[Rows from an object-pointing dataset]
## Start

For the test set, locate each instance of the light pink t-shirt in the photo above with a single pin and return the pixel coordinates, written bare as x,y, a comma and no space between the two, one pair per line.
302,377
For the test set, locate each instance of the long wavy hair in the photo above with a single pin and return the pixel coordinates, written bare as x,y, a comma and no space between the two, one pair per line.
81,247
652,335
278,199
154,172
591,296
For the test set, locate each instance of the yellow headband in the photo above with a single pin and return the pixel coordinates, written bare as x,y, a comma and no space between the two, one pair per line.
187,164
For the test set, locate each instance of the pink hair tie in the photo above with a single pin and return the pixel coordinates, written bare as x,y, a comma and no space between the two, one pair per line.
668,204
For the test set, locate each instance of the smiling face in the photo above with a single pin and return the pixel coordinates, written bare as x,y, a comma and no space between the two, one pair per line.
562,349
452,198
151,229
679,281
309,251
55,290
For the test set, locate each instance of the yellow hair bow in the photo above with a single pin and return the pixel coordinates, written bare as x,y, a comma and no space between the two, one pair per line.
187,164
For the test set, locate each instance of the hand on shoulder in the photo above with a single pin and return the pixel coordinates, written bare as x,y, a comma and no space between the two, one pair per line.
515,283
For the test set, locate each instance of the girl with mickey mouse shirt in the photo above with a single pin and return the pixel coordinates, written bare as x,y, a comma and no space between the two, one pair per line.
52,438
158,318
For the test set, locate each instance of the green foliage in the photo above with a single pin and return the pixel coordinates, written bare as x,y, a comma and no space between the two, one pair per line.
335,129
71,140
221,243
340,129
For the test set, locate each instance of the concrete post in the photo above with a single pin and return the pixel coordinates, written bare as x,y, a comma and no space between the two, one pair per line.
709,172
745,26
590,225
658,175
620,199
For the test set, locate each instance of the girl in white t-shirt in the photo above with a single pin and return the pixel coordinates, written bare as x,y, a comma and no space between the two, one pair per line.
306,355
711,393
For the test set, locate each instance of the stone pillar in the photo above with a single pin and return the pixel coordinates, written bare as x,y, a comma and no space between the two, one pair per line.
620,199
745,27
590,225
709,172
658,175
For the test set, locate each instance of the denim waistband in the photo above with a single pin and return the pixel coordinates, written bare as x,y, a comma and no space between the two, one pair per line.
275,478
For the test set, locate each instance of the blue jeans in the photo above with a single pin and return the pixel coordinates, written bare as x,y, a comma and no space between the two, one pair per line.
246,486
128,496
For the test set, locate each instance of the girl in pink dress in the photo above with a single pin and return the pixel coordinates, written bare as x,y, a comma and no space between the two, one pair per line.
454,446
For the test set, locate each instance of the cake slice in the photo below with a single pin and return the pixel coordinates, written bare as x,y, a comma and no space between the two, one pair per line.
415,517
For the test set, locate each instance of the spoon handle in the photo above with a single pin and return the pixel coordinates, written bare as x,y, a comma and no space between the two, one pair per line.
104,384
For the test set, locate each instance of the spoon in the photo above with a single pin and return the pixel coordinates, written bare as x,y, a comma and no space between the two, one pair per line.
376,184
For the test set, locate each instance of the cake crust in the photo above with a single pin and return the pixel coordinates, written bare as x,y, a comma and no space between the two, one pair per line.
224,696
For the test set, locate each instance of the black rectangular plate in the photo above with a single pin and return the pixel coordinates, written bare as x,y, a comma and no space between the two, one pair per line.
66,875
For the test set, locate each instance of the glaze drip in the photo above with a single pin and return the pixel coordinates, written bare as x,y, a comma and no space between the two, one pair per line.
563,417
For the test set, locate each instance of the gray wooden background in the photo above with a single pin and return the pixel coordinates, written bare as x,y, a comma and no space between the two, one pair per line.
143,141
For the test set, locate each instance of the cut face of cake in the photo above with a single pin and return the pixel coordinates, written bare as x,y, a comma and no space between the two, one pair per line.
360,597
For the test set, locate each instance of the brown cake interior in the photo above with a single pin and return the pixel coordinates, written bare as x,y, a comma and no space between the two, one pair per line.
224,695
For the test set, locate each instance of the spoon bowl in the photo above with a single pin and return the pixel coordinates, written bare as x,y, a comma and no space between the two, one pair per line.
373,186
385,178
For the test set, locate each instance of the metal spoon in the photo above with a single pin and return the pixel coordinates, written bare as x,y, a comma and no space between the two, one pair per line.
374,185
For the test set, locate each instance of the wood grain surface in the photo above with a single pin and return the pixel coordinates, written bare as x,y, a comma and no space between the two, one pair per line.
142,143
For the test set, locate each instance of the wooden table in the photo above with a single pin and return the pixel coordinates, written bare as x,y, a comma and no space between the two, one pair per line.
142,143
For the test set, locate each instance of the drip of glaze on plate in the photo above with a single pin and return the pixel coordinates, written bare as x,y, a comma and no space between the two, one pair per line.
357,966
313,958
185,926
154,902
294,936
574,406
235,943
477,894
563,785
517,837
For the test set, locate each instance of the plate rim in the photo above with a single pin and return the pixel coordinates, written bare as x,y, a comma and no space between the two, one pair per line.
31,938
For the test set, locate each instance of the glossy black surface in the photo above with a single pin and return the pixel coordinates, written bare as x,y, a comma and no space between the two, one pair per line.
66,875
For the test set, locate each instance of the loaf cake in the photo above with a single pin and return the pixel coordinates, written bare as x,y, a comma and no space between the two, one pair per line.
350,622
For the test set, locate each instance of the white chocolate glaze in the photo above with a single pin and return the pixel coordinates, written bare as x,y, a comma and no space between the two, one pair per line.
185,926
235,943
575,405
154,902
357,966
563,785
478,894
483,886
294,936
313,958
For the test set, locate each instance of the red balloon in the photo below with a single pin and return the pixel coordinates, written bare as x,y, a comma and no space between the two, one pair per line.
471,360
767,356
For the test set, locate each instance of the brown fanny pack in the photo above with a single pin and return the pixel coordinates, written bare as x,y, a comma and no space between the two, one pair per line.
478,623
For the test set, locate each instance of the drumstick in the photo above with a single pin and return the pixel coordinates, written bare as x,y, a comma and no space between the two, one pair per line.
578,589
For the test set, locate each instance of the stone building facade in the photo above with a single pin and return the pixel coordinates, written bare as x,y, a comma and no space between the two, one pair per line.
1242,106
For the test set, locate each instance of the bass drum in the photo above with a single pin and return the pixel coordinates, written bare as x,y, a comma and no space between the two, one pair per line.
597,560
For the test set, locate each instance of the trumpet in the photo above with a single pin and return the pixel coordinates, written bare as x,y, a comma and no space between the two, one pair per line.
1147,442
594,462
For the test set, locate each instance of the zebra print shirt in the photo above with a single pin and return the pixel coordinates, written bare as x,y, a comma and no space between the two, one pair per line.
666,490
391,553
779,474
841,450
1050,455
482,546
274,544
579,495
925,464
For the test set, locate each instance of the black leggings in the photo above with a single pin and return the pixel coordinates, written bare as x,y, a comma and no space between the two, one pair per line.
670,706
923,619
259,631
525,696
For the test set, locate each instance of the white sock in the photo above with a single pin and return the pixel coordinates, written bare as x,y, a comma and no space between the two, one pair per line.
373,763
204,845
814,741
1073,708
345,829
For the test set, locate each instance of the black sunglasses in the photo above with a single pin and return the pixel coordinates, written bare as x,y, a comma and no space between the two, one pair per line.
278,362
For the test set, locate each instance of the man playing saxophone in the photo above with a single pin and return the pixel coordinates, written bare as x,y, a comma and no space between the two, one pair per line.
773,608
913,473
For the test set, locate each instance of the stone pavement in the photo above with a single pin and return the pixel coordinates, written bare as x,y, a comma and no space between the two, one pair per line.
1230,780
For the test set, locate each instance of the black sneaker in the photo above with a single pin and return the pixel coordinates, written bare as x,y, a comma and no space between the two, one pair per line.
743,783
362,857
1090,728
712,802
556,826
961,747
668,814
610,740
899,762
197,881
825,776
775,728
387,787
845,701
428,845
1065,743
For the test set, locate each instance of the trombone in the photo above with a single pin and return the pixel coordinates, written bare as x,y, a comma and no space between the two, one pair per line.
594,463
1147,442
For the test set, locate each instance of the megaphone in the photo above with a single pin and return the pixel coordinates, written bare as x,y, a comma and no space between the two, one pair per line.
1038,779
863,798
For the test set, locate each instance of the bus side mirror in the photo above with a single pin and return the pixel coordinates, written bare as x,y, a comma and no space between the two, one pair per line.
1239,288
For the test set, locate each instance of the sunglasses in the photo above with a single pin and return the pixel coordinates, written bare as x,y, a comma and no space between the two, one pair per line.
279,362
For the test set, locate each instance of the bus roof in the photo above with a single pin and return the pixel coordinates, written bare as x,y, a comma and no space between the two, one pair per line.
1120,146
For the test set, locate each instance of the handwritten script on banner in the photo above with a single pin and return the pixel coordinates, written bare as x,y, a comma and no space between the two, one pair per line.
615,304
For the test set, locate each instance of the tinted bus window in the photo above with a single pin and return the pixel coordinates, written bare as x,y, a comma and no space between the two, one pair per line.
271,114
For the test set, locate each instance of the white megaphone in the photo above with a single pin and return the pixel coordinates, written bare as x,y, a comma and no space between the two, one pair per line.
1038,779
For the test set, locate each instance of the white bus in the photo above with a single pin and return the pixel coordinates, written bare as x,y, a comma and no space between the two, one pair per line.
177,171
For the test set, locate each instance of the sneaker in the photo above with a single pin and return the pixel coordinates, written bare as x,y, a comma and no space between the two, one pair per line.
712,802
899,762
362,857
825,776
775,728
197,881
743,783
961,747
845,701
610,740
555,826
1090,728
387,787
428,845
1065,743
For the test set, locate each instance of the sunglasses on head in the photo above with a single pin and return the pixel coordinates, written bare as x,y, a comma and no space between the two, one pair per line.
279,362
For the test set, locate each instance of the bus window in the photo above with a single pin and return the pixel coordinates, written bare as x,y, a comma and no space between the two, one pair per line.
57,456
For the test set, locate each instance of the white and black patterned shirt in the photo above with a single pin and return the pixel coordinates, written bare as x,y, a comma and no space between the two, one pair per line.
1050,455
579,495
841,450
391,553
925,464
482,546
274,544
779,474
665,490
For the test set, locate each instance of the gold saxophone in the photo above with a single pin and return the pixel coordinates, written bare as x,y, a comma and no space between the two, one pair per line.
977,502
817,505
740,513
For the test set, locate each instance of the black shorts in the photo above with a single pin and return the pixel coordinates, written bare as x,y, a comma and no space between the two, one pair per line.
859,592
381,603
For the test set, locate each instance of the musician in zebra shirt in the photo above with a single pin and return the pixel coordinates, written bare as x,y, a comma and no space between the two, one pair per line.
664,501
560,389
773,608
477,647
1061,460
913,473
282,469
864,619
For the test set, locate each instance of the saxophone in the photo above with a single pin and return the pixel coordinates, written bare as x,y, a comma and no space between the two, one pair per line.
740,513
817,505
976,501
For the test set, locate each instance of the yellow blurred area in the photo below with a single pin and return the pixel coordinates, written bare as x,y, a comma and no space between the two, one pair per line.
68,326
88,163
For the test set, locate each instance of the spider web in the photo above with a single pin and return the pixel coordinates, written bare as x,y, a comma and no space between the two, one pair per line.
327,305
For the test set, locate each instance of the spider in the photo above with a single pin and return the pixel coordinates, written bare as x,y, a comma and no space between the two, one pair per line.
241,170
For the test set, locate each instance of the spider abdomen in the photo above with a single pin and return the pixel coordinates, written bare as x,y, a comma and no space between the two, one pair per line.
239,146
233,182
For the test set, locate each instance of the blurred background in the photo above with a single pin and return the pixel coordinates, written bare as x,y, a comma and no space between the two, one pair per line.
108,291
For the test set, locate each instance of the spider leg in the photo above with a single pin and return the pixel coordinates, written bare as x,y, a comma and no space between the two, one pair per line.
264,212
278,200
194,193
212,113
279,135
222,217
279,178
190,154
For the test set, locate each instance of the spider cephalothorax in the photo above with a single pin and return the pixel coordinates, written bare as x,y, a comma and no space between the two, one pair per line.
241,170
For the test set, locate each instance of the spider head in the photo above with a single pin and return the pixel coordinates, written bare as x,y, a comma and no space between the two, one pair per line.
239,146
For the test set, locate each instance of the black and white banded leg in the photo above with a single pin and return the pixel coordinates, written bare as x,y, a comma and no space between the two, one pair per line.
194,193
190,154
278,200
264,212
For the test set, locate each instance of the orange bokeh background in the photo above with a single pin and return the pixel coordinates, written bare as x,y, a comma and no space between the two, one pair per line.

## End

**Given task**
Please rewrite the stretch from the line containing "For the test set, locate each instance of the spider leg" through the end of the material, keeping every line. Multiply each answer coordinate by 1.2 and round it to a whole number, rounding halves up.

**The output**
For the test set, locate each instance of the spider leg in the photo above with a single pin and return the pixel coordinates, written bare as x,y, a comma and no space between the two, one pair per line.
317,254
334,240
233,232
254,136
335,162
266,260
335,214
228,185
For the test set, locate each instance of the spider cephalothorax in the photo above with a single pin and return the pixel coordinates, written bare as x,y, a comma and no space between the two, one pair per line.
289,204
For the test set, locate each instance of the spider head in the photo above with a single pin and return the pixel coordinates, written bare as x,y, a comma and no space between the two, one pair per line.
287,175
For the test set, locate each instance of the black and white banded leg in the photo above with a single pin and return the pixel coordinates, written bare as x,y, a comma and no space between the two, one pair per line.
233,232
228,185
334,240
317,254
For the test set, locate each instance of the orange bokeh background in the photo above with a single pin and return the pixel coordinates, written bare as x,y, a comma and no space between the two, one pair per line.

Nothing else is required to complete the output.